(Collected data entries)
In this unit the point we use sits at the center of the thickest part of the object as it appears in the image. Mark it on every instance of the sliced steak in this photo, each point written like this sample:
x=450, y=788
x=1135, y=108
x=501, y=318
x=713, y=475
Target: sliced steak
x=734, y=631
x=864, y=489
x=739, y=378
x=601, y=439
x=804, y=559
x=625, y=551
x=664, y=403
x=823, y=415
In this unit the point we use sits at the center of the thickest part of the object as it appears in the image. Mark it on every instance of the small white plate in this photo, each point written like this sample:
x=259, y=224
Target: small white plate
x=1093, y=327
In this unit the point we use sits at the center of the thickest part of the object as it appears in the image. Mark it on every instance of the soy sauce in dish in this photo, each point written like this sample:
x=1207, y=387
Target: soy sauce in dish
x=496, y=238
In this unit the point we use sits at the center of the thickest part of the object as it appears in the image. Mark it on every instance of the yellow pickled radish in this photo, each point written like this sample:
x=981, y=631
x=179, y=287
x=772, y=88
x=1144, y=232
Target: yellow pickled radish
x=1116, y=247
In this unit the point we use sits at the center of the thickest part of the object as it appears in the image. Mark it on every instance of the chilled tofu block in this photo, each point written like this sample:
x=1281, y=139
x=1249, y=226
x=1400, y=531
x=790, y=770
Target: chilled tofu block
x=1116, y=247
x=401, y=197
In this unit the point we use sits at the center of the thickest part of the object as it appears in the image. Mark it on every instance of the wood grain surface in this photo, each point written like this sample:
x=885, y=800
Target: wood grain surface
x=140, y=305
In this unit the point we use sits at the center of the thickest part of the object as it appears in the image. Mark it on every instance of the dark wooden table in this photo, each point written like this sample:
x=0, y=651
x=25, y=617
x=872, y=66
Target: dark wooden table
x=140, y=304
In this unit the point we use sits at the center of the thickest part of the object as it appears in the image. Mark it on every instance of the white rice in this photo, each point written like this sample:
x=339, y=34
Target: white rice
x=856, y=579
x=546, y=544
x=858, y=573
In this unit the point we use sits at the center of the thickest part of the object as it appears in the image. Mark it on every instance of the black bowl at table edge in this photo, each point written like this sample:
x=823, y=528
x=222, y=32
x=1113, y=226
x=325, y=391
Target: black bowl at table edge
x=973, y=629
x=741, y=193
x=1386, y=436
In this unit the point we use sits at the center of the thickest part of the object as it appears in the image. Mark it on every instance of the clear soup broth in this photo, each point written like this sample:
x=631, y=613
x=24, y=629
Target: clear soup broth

> [GIVEN PROBLEM] Reproduce all of the data above, substituting "Label" for each occurrence of "Target" and keeping every other part the same.

> [CORRECT OUTPUT]
In this unit the point we use sits at the center of the thickest part of the object as it appears in the image. Mark it on every instance of the sliced steak in this photo, each point written like this sample:
x=450, y=788
x=1135, y=108
x=501, y=318
x=713, y=475
Label: sliced steak
x=734, y=631
x=864, y=489
x=739, y=378
x=601, y=439
x=804, y=559
x=625, y=551
x=664, y=403
x=823, y=415
In this unit the point we use sits at the center of the thickest part of the object as it appears in the image. Mark it on every instance of the small white plate in this photo, each point written like this sample:
x=259, y=224
Label: small white plate
x=1093, y=327
In this unit the point we use sits at the center of the thickest part of the object as it appears in the image. Mark it on every instance of the soy sauce in dish in this photo, each point written like this sample:
x=1207, y=387
Label: soy sauce in dish
x=496, y=238
In this unit the point we use sits at the center of the thickest part of the object as it appears in the image. Mark it on every instance of the yellow pickled radish in this photo, each point written like this sample:
x=981, y=631
x=179, y=287
x=772, y=88
x=1144, y=232
Label: yellow pickled radish
x=1116, y=247
In this unit the point we use sits at the center of the thickest part of the object as it appears in the image. Mark it on every instance of the chilled tofu block in this photo, each point written like this sample:
x=1281, y=139
x=1249, y=226
x=1400, y=531
x=790, y=770
Label: chilled tofu block
x=1116, y=247
x=401, y=197
In this unit the point we use sits at the center of the thickest part of the object as it appears in the image. Mark it on every instance of the wood grain surface in this photo, each point written like this sample:
x=885, y=800
Label: wood grain surface
x=140, y=305
In this unit the point we use sits at the center of the thickest part of the object as it appears in the image. Mark it on every instance of the dark wooden table in this photo, each point written like this sample:
x=0, y=651
x=25, y=617
x=872, y=66
Label: dark wooden table
x=140, y=304
In this unit the point we use sits at the center of the thickest part of the object as it appears in the image. Mark it on every instance of the white rice in this photo, each point written like this sample:
x=339, y=34
Label: white rice
x=856, y=579
x=546, y=544
x=858, y=573
In this unit the point we use sits at the center of the thickest part of the object as it appears in the image. Mark it on every instance of the black bowl at table edge in this photo, each point written like this sample:
x=823, y=528
x=222, y=32
x=1113, y=226
x=325, y=391
Label: black bowl at table edge
x=973, y=629
x=741, y=193
x=1386, y=436
In this unit the point we use sits at the center of the thickest part of the object as it appears in the image. Mark it on every instance of the clear soup broth in this photo, each point written like this sample:
x=631, y=613
x=24, y=629
Label: clear soup broth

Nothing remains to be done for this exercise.